#### [Goal]
Reproduce, word for word, everything in the financing and debt passage from "Cash used in" down to "assets on lease.".

Cash used in financing activities decreased $617,393, from $14,941,342 in the 2015 Quarter to $14,323,949 in the 2016 Quarter. The decrease was primarily due to a decrease in repayment of our non-recourse long-term debt in the 2016 Quarter, partially offset by an increase in the payment of debt financing costs related to additional non-recourse long-term debt incurred subsequent to the 2015 Quarter to acquire new assets on lease.

 

Non-Recourse Long-Term Debt

 

We had non-recourse long-term debt obligations at March 31, 2016 and December 31, 2015 of $184,427,451 and $148,023,063, respectively, related to certain vessels, the Lewek Ambassador, the Hoegh Copenhagen, the Ardmore Capella, the Ardmore Calypso, the Fugro Scout and the Fugro Voyager, and photolithograph scanning equipment. All of our non-recourse long-term debt obligations consist of notes payable in which the lender has a security interest in the underlying assets. If the borrower was to default on the underlying lease, resulting in our default on the non-recourse long-term debt, the assets could be foreclosed upon and the proceeds would be remitted to the lender in extinguishment of that debt. As of March 31, 2016 and December 31, 2015, the total carrying value of assets subject to non-recourse long-term debt was $281,677,552 and $228,696,073, respectively.

#### [Data extract]
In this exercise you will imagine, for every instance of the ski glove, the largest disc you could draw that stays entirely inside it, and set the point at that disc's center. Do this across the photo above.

#### [Finished answer]
Cash used in financing activities decreased $617,393, from $14,941,342 in the 2015 Quarter to $14,323,949 in the 2016 Quarter. The decrease was primarily due to a decrease in repayment of our non-recourse long-term debt in the 2016 Quarter, partially offset by an increase in the payment of debt financing costs related to additional non-recourse long-term debt incurred subsequent to the 2015 Quarter to acquire new assets on lease.